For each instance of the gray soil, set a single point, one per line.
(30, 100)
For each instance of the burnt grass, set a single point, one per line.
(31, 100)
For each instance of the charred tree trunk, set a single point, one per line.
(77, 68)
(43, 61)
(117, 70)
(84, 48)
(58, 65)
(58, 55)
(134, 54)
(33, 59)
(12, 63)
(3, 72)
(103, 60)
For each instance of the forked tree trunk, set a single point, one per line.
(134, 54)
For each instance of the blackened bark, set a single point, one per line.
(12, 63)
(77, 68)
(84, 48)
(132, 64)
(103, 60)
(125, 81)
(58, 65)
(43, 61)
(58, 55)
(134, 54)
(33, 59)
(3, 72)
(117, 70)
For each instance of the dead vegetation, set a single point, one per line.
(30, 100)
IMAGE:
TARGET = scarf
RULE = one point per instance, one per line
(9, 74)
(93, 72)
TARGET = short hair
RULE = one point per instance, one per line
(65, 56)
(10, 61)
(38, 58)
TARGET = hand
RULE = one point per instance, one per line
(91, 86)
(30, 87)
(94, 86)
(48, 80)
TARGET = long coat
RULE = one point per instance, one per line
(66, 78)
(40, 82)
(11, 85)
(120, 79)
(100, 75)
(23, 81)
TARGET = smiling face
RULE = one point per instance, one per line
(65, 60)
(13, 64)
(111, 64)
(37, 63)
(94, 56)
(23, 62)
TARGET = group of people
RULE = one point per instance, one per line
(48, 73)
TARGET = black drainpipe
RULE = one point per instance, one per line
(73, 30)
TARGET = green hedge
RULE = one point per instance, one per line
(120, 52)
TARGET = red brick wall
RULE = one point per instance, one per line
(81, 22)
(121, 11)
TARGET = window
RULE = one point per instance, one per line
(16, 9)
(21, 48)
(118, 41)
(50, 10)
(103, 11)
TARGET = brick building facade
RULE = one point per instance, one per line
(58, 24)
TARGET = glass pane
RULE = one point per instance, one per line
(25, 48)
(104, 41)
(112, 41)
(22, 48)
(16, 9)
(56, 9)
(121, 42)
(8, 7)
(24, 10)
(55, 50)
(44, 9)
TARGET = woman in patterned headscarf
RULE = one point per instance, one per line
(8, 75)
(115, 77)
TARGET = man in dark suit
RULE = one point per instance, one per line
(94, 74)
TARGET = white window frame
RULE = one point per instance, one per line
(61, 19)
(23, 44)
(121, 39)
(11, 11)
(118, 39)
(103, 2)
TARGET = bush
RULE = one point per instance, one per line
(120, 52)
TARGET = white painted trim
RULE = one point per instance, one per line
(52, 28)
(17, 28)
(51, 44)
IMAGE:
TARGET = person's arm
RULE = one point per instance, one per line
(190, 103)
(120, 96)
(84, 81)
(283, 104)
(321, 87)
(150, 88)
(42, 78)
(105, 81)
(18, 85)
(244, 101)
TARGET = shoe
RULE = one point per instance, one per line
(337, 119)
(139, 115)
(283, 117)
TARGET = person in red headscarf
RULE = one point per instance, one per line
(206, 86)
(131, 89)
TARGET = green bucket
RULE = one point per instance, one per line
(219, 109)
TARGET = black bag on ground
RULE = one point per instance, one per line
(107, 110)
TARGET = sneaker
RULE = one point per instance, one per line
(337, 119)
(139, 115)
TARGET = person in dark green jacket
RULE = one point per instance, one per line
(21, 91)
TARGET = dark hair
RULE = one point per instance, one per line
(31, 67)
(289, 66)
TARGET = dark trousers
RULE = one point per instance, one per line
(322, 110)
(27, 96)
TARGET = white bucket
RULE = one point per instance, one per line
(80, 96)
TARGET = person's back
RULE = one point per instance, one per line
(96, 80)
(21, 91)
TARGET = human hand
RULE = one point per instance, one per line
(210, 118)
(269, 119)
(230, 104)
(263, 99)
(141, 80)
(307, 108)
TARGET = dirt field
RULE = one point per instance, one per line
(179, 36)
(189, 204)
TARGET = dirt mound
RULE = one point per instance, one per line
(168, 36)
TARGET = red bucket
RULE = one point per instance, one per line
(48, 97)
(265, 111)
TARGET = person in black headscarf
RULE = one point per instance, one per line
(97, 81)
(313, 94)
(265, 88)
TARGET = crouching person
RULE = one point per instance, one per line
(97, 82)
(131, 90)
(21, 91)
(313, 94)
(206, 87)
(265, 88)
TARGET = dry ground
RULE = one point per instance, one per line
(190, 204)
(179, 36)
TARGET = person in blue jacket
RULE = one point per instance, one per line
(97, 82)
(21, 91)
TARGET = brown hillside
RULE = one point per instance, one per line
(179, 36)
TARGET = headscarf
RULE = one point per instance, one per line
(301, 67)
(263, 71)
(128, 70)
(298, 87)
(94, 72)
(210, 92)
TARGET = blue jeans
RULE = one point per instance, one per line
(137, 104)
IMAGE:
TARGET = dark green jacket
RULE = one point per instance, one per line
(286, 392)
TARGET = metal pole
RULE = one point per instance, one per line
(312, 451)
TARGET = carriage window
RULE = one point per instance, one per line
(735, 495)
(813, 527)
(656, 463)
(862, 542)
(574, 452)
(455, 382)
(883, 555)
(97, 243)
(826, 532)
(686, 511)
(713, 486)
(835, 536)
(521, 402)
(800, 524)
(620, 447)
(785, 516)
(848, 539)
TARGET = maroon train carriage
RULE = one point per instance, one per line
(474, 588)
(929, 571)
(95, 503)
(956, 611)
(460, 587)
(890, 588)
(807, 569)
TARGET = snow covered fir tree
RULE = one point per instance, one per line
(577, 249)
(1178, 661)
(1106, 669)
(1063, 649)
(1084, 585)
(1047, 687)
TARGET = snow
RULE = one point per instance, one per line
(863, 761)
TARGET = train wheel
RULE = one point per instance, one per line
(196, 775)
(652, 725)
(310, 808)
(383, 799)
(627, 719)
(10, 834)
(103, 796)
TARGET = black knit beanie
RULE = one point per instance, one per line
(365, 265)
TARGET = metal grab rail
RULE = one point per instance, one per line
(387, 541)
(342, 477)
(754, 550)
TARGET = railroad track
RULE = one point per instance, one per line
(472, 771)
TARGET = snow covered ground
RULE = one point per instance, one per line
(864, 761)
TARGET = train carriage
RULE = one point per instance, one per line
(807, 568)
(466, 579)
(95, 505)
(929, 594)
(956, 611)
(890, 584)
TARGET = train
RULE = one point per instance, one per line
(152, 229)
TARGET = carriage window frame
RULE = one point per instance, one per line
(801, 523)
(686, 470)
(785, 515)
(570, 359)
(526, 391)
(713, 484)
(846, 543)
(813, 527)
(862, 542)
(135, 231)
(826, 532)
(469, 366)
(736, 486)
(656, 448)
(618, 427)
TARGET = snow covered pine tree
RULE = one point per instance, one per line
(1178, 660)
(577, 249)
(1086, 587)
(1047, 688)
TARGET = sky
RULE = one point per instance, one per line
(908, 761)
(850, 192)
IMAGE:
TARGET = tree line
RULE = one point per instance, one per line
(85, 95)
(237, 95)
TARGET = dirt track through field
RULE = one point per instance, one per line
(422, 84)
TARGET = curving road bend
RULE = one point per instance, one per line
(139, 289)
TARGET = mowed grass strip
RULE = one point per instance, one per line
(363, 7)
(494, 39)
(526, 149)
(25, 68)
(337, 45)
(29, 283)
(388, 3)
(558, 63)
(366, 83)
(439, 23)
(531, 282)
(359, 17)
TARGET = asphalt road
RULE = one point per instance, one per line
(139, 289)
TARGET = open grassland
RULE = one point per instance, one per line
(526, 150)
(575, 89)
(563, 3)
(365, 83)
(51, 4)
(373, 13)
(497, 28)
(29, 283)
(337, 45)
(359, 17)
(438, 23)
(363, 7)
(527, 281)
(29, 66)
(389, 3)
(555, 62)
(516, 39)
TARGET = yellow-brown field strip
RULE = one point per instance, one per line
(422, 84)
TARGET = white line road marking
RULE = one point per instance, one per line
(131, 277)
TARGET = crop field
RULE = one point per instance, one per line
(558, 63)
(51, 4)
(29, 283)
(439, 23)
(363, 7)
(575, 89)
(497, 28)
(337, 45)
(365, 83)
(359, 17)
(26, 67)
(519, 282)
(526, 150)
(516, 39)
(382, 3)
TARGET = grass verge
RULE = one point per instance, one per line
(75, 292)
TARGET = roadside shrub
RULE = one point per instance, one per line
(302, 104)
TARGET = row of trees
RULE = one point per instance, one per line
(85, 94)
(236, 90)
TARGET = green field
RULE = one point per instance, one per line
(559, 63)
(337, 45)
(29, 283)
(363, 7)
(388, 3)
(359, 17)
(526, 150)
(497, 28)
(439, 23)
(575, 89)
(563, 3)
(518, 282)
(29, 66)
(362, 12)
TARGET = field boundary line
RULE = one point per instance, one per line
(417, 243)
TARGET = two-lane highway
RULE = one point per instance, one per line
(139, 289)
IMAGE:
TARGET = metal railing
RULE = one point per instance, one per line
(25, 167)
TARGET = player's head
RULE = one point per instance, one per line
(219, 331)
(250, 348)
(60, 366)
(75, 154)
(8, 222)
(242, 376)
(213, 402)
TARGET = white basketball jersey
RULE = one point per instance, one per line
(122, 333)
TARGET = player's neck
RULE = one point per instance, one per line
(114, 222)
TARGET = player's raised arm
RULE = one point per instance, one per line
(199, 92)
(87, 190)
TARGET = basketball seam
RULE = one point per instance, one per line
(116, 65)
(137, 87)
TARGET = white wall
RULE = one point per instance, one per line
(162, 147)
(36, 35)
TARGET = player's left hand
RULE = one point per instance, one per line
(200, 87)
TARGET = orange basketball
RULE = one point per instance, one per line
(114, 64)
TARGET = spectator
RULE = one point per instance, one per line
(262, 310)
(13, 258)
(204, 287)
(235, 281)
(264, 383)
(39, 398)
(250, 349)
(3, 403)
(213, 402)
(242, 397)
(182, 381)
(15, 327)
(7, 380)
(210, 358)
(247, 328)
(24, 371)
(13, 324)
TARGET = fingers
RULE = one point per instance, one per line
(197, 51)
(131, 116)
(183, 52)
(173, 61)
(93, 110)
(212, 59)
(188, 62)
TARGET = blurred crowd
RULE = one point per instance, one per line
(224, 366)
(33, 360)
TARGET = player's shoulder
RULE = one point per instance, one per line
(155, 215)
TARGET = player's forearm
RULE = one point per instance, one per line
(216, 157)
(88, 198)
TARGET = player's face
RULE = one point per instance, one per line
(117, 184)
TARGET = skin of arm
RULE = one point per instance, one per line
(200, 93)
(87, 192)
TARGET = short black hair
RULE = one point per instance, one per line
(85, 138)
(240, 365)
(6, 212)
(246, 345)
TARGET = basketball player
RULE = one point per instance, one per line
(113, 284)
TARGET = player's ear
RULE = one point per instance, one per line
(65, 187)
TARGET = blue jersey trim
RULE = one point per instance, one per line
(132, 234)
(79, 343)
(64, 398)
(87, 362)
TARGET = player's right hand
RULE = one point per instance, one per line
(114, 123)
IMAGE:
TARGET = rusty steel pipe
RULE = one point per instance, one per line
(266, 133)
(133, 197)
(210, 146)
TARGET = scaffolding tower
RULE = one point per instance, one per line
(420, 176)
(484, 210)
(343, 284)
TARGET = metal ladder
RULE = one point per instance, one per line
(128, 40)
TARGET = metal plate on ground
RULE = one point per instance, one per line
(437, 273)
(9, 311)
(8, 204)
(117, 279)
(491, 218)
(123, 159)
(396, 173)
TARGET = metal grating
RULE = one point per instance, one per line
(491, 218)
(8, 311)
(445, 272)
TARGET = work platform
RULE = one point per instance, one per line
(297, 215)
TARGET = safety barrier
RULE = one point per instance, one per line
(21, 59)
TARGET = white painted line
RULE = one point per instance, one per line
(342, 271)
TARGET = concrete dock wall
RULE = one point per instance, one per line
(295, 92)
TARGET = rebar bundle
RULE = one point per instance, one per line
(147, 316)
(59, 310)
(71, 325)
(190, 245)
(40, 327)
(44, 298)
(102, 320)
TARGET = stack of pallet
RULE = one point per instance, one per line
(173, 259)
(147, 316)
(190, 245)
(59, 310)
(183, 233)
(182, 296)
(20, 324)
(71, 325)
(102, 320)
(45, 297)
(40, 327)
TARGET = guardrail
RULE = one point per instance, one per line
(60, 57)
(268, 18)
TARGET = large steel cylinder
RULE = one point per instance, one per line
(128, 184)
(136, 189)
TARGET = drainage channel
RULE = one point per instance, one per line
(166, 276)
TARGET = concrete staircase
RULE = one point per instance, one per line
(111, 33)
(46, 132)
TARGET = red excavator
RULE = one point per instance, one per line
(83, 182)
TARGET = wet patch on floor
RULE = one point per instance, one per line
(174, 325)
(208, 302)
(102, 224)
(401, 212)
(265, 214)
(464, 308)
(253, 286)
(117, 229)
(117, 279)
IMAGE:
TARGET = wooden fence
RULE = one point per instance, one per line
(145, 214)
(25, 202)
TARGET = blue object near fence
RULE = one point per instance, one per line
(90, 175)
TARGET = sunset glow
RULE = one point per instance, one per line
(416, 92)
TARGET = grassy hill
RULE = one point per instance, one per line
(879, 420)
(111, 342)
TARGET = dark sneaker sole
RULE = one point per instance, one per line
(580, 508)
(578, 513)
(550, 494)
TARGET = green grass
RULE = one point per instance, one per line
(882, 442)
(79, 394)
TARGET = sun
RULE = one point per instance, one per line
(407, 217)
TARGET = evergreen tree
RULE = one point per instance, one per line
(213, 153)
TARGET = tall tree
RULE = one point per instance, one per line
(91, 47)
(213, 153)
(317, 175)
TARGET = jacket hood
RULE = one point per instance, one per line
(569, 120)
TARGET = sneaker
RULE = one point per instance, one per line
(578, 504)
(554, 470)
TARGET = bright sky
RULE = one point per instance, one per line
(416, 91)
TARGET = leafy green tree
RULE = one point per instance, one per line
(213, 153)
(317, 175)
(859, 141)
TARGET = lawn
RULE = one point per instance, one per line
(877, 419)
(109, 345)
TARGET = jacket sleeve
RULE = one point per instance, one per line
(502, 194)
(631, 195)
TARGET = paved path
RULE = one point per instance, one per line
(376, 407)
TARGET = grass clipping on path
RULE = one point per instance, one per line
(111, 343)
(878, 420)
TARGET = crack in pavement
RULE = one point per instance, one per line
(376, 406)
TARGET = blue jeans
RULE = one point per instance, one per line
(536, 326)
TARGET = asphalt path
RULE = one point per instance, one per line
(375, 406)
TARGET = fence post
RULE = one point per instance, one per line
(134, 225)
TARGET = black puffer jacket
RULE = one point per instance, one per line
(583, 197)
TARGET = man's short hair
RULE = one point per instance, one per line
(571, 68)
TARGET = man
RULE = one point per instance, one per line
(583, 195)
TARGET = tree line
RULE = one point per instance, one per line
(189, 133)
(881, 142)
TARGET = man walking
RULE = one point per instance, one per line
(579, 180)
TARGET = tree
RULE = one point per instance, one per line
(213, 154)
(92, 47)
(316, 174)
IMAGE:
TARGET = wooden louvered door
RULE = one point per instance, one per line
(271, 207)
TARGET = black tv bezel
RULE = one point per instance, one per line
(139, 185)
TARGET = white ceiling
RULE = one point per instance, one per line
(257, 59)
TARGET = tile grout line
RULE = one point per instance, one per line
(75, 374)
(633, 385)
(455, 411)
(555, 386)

= WORK TO BE COMPLETED =
Every line with "dark" in it should be copied from the entries above.

= OUTPUT FOR THIS EXERCISE =
TARGET = man in dark suit
TARGET = person in dark green jacket
TARGET = dark hair
TARGET = dark trousers
TARGET = dark green jacket
TARGET = dark sneaker sole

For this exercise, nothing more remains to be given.